§ **Work required**
Find the line with "Task: set a dot on every instance of the palmate" in the entries below. Repeat it, every following line, and the line with "Task: set a dot on every instance of the magenta", exactly and with nothing added.

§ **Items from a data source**
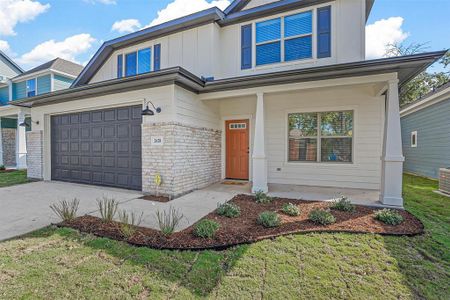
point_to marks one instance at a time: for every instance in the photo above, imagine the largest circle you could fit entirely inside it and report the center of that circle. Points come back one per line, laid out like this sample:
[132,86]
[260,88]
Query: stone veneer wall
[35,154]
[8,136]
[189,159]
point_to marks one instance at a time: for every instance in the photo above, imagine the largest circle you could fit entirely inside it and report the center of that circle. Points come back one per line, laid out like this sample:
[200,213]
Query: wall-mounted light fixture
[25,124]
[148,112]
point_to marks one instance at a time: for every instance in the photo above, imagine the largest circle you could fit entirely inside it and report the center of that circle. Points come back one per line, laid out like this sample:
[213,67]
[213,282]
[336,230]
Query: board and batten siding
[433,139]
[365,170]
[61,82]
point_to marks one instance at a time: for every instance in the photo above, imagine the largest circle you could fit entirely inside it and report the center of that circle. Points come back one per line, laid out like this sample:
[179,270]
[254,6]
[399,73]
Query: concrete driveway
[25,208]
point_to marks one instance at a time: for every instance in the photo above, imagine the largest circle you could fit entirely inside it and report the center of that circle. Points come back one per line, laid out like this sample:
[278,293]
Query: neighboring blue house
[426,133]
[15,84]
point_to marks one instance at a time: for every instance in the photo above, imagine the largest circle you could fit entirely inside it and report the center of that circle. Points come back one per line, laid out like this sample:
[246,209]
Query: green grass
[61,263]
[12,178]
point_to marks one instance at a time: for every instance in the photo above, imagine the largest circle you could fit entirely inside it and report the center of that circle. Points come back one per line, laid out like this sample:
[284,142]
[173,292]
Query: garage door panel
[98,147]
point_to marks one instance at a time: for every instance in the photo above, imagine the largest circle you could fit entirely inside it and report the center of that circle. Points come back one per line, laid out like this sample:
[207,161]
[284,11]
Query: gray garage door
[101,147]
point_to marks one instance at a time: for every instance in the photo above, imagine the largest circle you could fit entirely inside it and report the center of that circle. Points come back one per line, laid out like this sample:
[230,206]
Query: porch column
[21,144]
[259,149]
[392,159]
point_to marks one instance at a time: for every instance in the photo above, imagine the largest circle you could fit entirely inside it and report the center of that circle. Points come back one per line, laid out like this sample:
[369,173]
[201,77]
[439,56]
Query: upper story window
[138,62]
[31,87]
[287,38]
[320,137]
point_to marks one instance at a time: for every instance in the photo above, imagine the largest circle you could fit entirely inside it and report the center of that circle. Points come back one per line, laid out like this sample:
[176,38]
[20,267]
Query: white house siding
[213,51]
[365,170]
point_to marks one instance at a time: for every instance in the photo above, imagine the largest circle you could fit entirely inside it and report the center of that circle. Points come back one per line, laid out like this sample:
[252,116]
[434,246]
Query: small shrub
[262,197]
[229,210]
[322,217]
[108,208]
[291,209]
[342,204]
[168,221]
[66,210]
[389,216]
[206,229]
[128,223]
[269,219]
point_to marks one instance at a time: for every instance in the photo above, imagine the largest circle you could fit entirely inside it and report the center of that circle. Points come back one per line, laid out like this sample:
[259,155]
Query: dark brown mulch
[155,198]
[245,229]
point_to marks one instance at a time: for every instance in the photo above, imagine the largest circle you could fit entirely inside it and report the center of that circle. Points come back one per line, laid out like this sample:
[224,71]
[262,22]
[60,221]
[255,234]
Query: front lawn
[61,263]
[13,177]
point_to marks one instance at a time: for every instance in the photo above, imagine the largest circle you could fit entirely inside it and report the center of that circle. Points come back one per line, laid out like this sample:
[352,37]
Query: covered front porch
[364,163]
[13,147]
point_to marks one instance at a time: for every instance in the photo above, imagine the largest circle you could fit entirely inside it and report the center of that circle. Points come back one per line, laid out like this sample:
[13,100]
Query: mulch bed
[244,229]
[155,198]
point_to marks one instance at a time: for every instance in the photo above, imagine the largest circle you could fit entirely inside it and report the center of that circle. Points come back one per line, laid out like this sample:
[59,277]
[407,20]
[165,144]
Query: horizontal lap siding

* * *

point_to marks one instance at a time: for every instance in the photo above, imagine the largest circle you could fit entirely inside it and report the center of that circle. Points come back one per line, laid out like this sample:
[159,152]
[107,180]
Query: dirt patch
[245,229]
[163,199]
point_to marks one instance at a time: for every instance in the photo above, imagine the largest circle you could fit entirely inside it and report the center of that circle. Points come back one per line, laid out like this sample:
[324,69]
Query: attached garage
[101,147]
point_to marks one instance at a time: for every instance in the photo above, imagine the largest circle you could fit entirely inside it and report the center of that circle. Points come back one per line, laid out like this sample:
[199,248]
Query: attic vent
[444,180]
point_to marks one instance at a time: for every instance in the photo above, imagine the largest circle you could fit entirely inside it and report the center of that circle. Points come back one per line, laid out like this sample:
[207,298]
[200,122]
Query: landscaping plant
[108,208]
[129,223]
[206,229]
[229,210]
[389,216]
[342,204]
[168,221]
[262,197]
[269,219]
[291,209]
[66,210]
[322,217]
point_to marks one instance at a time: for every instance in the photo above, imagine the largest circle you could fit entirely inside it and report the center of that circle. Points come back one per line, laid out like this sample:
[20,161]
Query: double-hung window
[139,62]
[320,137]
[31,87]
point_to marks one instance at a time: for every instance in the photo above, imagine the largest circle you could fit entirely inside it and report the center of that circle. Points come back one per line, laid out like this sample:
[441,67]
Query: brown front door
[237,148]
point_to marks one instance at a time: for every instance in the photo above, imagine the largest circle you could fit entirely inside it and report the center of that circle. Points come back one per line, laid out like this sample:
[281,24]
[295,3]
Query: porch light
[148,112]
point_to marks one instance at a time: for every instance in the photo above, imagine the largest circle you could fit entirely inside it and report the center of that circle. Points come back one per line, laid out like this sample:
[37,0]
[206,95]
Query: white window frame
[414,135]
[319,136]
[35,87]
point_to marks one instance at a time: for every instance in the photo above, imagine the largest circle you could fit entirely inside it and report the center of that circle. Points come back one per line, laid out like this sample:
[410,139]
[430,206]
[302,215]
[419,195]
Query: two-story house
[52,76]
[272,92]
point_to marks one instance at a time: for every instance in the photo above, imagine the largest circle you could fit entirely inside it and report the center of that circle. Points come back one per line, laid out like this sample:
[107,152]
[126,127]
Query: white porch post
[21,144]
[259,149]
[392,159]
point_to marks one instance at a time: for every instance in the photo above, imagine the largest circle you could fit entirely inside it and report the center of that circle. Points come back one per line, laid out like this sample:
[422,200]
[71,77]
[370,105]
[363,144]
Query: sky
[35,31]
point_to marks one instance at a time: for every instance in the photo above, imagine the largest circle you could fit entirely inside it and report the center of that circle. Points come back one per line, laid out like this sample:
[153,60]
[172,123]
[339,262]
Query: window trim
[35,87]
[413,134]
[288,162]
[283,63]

--

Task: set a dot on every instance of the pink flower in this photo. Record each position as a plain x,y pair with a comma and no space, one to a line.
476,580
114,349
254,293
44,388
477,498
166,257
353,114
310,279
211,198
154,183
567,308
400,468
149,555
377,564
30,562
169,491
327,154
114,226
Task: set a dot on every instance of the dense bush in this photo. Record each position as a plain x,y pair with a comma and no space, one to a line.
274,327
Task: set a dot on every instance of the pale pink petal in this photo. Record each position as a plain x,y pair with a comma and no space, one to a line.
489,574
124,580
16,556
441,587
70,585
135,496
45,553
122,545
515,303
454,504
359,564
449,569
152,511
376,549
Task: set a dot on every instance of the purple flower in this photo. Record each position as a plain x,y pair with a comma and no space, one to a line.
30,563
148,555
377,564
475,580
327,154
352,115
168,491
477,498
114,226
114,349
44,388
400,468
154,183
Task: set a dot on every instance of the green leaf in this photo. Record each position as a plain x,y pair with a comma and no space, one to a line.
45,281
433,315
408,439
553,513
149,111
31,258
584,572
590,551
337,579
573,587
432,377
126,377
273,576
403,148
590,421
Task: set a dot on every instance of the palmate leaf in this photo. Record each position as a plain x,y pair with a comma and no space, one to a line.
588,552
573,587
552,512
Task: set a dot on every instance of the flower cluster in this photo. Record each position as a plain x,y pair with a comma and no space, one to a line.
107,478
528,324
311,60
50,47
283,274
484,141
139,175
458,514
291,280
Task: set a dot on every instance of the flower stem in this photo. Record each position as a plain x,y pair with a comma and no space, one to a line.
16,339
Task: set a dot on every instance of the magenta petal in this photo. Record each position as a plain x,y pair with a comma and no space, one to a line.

§ **Result of the task**
Task: set a dot on every instance of the palmate leaf in this photo. Record each position as a plain x,y pair with a comma and no space, one to a line.
588,552
573,587
552,512
Task: set a dot on every instance of the flower cluster in this photo. Record each position as a plain x,y pair with a comma and no space, one to a line.
107,478
528,324
311,60
50,47
283,274
484,141
139,175
458,514
291,280
Task: set a dot on every instance of the flower stem in this photo. Record each position as a plain x,y pair with a comma and no space, one to a line.
16,339
Task: set a dot on every instance of the magenta petal in this photo. Record each position as a plain x,y pair with a comma and no space, one to a line.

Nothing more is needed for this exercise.